● **The problem**: The required output is the lines from the one with "Locate the yellow" through the end of the data, repeated verbatim, with no pictures included.

Data records:
"""

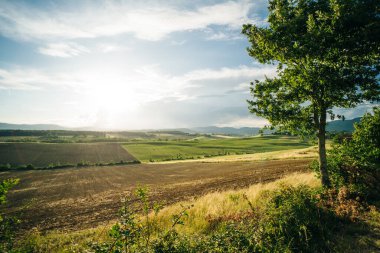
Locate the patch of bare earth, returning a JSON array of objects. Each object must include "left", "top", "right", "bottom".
[{"left": 0, "top": 159, "right": 312, "bottom": 232}]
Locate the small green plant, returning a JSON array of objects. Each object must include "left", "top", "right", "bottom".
[
  {"left": 91, "top": 186, "right": 192, "bottom": 253},
  {"left": 0, "top": 178, "right": 20, "bottom": 252}
]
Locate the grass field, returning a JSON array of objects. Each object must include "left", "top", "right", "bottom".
[
  {"left": 0, "top": 143, "right": 136, "bottom": 168},
  {"left": 0, "top": 135, "right": 311, "bottom": 168},
  {"left": 123, "top": 135, "right": 311, "bottom": 162}
]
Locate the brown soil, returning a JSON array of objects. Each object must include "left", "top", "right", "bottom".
[
  {"left": 1, "top": 159, "right": 312, "bottom": 232},
  {"left": 0, "top": 143, "right": 136, "bottom": 167}
]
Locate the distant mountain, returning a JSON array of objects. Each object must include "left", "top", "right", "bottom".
[
  {"left": 177, "top": 119, "right": 361, "bottom": 136},
  {"left": 0, "top": 123, "right": 70, "bottom": 130},
  {"left": 0, "top": 118, "right": 360, "bottom": 134},
  {"left": 326, "top": 118, "right": 361, "bottom": 132},
  {"left": 0, "top": 123, "right": 261, "bottom": 135},
  {"left": 188, "top": 126, "right": 262, "bottom": 136}
]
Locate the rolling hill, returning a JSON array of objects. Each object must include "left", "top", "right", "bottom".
[{"left": 0, "top": 117, "right": 361, "bottom": 135}]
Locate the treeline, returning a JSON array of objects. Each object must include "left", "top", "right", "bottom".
[
  {"left": 0, "top": 130, "right": 153, "bottom": 137},
  {"left": 0, "top": 160, "right": 141, "bottom": 171},
  {"left": 0, "top": 130, "right": 195, "bottom": 138}
]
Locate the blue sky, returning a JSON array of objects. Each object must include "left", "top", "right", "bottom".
[{"left": 0, "top": 0, "right": 371, "bottom": 130}]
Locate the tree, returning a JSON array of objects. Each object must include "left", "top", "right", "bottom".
[{"left": 242, "top": 0, "right": 379, "bottom": 187}]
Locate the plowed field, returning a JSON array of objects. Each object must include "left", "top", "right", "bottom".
[
  {"left": 1, "top": 159, "right": 312, "bottom": 231},
  {"left": 0, "top": 143, "right": 136, "bottom": 167}
]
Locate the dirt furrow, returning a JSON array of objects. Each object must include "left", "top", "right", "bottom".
[{"left": 1, "top": 159, "right": 312, "bottom": 231}]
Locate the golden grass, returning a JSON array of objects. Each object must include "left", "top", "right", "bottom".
[
  {"left": 17, "top": 226, "right": 110, "bottom": 253},
  {"left": 17, "top": 172, "right": 319, "bottom": 252},
  {"left": 18, "top": 168, "right": 380, "bottom": 252},
  {"left": 152, "top": 172, "right": 319, "bottom": 234},
  {"left": 156, "top": 146, "right": 319, "bottom": 164}
]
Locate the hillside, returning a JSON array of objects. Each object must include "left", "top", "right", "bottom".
[
  {"left": 0, "top": 118, "right": 361, "bottom": 135},
  {"left": 326, "top": 117, "right": 361, "bottom": 132},
  {"left": 0, "top": 123, "right": 70, "bottom": 131}
]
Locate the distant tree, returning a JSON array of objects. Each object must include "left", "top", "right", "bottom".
[{"left": 242, "top": 0, "right": 379, "bottom": 187}]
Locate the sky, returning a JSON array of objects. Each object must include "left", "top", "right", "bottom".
[{"left": 0, "top": 0, "right": 372, "bottom": 130}]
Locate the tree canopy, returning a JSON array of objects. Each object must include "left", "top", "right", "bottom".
[{"left": 242, "top": 0, "right": 379, "bottom": 186}]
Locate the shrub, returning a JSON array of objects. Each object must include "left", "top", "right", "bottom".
[
  {"left": 254, "top": 184, "right": 338, "bottom": 252},
  {"left": 316, "top": 187, "right": 366, "bottom": 222},
  {"left": 88, "top": 181, "right": 345, "bottom": 253},
  {"left": 0, "top": 178, "right": 20, "bottom": 252},
  {"left": 326, "top": 107, "right": 380, "bottom": 199},
  {"left": 25, "top": 164, "right": 35, "bottom": 170},
  {"left": 152, "top": 184, "right": 339, "bottom": 253}
]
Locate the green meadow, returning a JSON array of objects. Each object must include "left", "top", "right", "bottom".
[{"left": 123, "top": 135, "right": 311, "bottom": 162}]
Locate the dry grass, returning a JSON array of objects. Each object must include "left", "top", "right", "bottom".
[
  {"left": 156, "top": 146, "right": 319, "bottom": 164},
  {"left": 152, "top": 172, "right": 319, "bottom": 234},
  {"left": 17, "top": 172, "right": 318, "bottom": 252},
  {"left": 17, "top": 226, "right": 110, "bottom": 253},
  {"left": 17, "top": 170, "right": 380, "bottom": 253}
]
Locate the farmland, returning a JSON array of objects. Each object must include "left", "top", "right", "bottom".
[
  {"left": 0, "top": 135, "right": 311, "bottom": 168},
  {"left": 1, "top": 158, "right": 311, "bottom": 231},
  {"left": 0, "top": 132, "right": 315, "bottom": 244},
  {"left": 123, "top": 135, "right": 310, "bottom": 162},
  {"left": 0, "top": 143, "right": 137, "bottom": 168}
]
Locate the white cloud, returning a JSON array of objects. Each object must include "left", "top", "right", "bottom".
[
  {"left": 97, "top": 43, "right": 130, "bottom": 53},
  {"left": 204, "top": 29, "right": 244, "bottom": 41},
  {"left": 0, "top": 64, "right": 276, "bottom": 98},
  {"left": 170, "top": 40, "right": 187, "bottom": 46},
  {"left": 0, "top": 68, "right": 83, "bottom": 90},
  {"left": 216, "top": 116, "right": 269, "bottom": 128},
  {"left": 126, "top": 64, "right": 277, "bottom": 102},
  {"left": 182, "top": 65, "right": 276, "bottom": 82},
  {"left": 0, "top": 64, "right": 276, "bottom": 128},
  {"left": 0, "top": 69, "right": 41, "bottom": 90},
  {"left": 38, "top": 42, "right": 89, "bottom": 57},
  {"left": 206, "top": 32, "right": 233, "bottom": 41},
  {"left": 0, "top": 0, "right": 261, "bottom": 41}
]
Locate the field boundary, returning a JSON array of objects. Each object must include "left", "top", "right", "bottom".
[{"left": 0, "top": 160, "right": 141, "bottom": 171}]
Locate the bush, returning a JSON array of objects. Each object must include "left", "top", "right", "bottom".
[
  {"left": 0, "top": 178, "right": 20, "bottom": 252},
  {"left": 153, "top": 184, "right": 339, "bottom": 253},
  {"left": 254, "top": 184, "right": 338, "bottom": 252},
  {"left": 88, "top": 182, "right": 344, "bottom": 253},
  {"left": 327, "top": 107, "right": 380, "bottom": 199}
]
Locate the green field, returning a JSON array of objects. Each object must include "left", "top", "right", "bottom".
[
  {"left": 123, "top": 135, "right": 311, "bottom": 162},
  {"left": 0, "top": 135, "right": 312, "bottom": 168},
  {"left": 0, "top": 143, "right": 136, "bottom": 168}
]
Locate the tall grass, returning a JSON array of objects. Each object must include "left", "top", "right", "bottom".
[
  {"left": 16, "top": 172, "right": 318, "bottom": 252},
  {"left": 152, "top": 172, "right": 319, "bottom": 234},
  {"left": 15, "top": 172, "right": 380, "bottom": 252}
]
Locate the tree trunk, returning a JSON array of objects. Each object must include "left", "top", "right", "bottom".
[{"left": 318, "top": 111, "right": 331, "bottom": 187}]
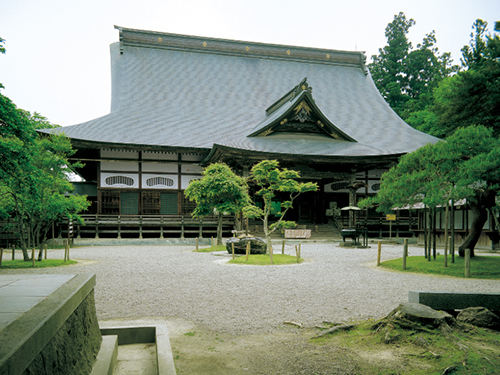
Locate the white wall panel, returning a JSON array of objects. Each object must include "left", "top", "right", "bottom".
[
  {"left": 181, "top": 164, "right": 203, "bottom": 174},
  {"left": 142, "top": 174, "right": 178, "bottom": 189},
  {"left": 142, "top": 162, "right": 178, "bottom": 173},
  {"left": 101, "top": 172, "right": 139, "bottom": 188},
  {"left": 101, "top": 161, "right": 139, "bottom": 172}
]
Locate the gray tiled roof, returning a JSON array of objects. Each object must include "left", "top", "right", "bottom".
[{"left": 52, "top": 27, "right": 440, "bottom": 157}]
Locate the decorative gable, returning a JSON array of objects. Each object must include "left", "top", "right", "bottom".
[{"left": 248, "top": 78, "right": 356, "bottom": 142}]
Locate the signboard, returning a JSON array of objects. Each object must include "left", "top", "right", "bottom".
[{"left": 386, "top": 214, "right": 396, "bottom": 221}]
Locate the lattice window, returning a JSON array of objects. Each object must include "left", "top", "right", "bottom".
[
  {"left": 101, "top": 191, "right": 120, "bottom": 214},
  {"left": 142, "top": 192, "right": 161, "bottom": 215},
  {"left": 105, "top": 175, "right": 135, "bottom": 186},
  {"left": 180, "top": 191, "right": 196, "bottom": 215},
  {"left": 146, "top": 177, "right": 174, "bottom": 187}
]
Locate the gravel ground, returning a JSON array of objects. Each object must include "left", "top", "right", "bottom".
[{"left": 2, "top": 242, "right": 499, "bottom": 335}]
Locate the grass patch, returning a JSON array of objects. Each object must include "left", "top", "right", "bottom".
[
  {"left": 0, "top": 259, "right": 77, "bottom": 269},
  {"left": 311, "top": 318, "right": 500, "bottom": 374},
  {"left": 194, "top": 244, "right": 227, "bottom": 252},
  {"left": 380, "top": 255, "right": 500, "bottom": 279},
  {"left": 228, "top": 254, "right": 302, "bottom": 265}
]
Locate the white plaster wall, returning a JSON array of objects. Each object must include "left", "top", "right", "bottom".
[
  {"left": 101, "top": 161, "right": 139, "bottom": 172},
  {"left": 101, "top": 172, "right": 139, "bottom": 188},
  {"left": 181, "top": 164, "right": 203, "bottom": 174},
  {"left": 142, "top": 162, "right": 178, "bottom": 173},
  {"left": 141, "top": 174, "right": 178, "bottom": 189}
]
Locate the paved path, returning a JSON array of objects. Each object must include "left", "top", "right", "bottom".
[{"left": 1, "top": 243, "right": 499, "bottom": 335}]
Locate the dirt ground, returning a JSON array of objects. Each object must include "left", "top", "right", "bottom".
[
  {"left": 166, "top": 317, "right": 500, "bottom": 375},
  {"left": 170, "top": 325, "right": 362, "bottom": 375}
]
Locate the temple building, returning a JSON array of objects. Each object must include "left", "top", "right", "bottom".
[{"left": 45, "top": 26, "right": 441, "bottom": 239}]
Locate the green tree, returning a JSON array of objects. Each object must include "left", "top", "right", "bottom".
[
  {"left": 184, "top": 163, "right": 250, "bottom": 246},
  {"left": 369, "top": 12, "right": 457, "bottom": 119},
  {"left": 359, "top": 126, "right": 500, "bottom": 257},
  {"left": 242, "top": 160, "right": 317, "bottom": 259},
  {"left": 410, "top": 19, "right": 500, "bottom": 137},
  {"left": 0, "top": 94, "right": 89, "bottom": 260}
]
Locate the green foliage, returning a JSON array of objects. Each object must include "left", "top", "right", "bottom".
[
  {"left": 242, "top": 160, "right": 317, "bottom": 251},
  {"left": 185, "top": 163, "right": 249, "bottom": 218},
  {"left": 369, "top": 12, "right": 457, "bottom": 119},
  {"left": 0, "top": 259, "right": 78, "bottom": 268},
  {"left": 194, "top": 244, "right": 226, "bottom": 253},
  {"left": 408, "top": 19, "right": 500, "bottom": 137},
  {"left": 381, "top": 255, "right": 500, "bottom": 279},
  {"left": 0, "top": 93, "right": 89, "bottom": 259},
  {"left": 184, "top": 163, "right": 250, "bottom": 245},
  {"left": 359, "top": 125, "right": 500, "bottom": 212},
  {"left": 228, "top": 254, "right": 303, "bottom": 266}
]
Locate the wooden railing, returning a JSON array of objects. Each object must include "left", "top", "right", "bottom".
[{"left": 58, "top": 214, "right": 236, "bottom": 239}]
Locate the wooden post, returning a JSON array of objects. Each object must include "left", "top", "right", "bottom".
[
  {"left": 444, "top": 236, "right": 450, "bottom": 268},
  {"left": 32, "top": 247, "right": 35, "bottom": 267},
  {"left": 0, "top": 248, "right": 3, "bottom": 268},
  {"left": 231, "top": 243, "right": 235, "bottom": 260},
  {"left": 465, "top": 248, "right": 471, "bottom": 278},
  {"left": 298, "top": 243, "right": 301, "bottom": 259},
  {"left": 282, "top": 240, "right": 285, "bottom": 255},
  {"left": 377, "top": 241, "right": 381, "bottom": 266},
  {"left": 269, "top": 244, "right": 273, "bottom": 265},
  {"left": 432, "top": 209, "right": 437, "bottom": 260},
  {"left": 444, "top": 203, "right": 449, "bottom": 261},
  {"left": 450, "top": 200, "right": 455, "bottom": 263},
  {"left": 245, "top": 242, "right": 250, "bottom": 261},
  {"left": 12, "top": 245, "right": 15, "bottom": 260},
  {"left": 67, "top": 242, "right": 70, "bottom": 261},
  {"left": 44, "top": 244, "right": 47, "bottom": 260},
  {"left": 196, "top": 237, "right": 199, "bottom": 252},
  {"left": 402, "top": 238, "right": 408, "bottom": 270},
  {"left": 295, "top": 245, "right": 299, "bottom": 263}
]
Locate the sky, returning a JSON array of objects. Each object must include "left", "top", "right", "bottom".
[{"left": 1, "top": 0, "right": 499, "bottom": 127}]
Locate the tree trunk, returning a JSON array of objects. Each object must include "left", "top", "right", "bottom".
[
  {"left": 216, "top": 211, "right": 223, "bottom": 246},
  {"left": 459, "top": 189, "right": 497, "bottom": 257}
]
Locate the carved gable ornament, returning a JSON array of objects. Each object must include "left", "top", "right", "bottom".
[{"left": 248, "top": 78, "right": 356, "bottom": 141}]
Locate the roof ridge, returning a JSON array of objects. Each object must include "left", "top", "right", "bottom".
[{"left": 114, "top": 25, "right": 368, "bottom": 73}]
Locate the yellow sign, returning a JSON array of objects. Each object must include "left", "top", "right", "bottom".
[{"left": 386, "top": 214, "right": 396, "bottom": 221}]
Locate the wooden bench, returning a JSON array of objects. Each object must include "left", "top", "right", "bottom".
[
  {"left": 284, "top": 229, "right": 311, "bottom": 239},
  {"left": 409, "top": 291, "right": 500, "bottom": 311}
]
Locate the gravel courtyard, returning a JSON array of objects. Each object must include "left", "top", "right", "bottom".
[{"left": 2, "top": 242, "right": 499, "bottom": 335}]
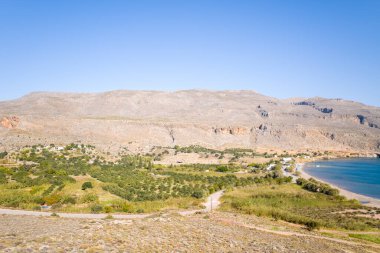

"""

● **Reply**:
Locate the yellow sign, returning a JSON array of objects. Each object must include "left", "top", "right", "bottom".
[{"left": 386, "top": 214, "right": 396, "bottom": 221}]
Locate the wooden bench, returning a JSON array of objects. Each object must include "left", "top", "right", "bottom".
[
  {"left": 284, "top": 229, "right": 311, "bottom": 239},
  {"left": 409, "top": 291, "right": 500, "bottom": 311}
]
Locate the gravel courtyard, returning a JSON array of objects. Each object must include "left", "top", "right", "bottom".
[{"left": 2, "top": 242, "right": 499, "bottom": 335}]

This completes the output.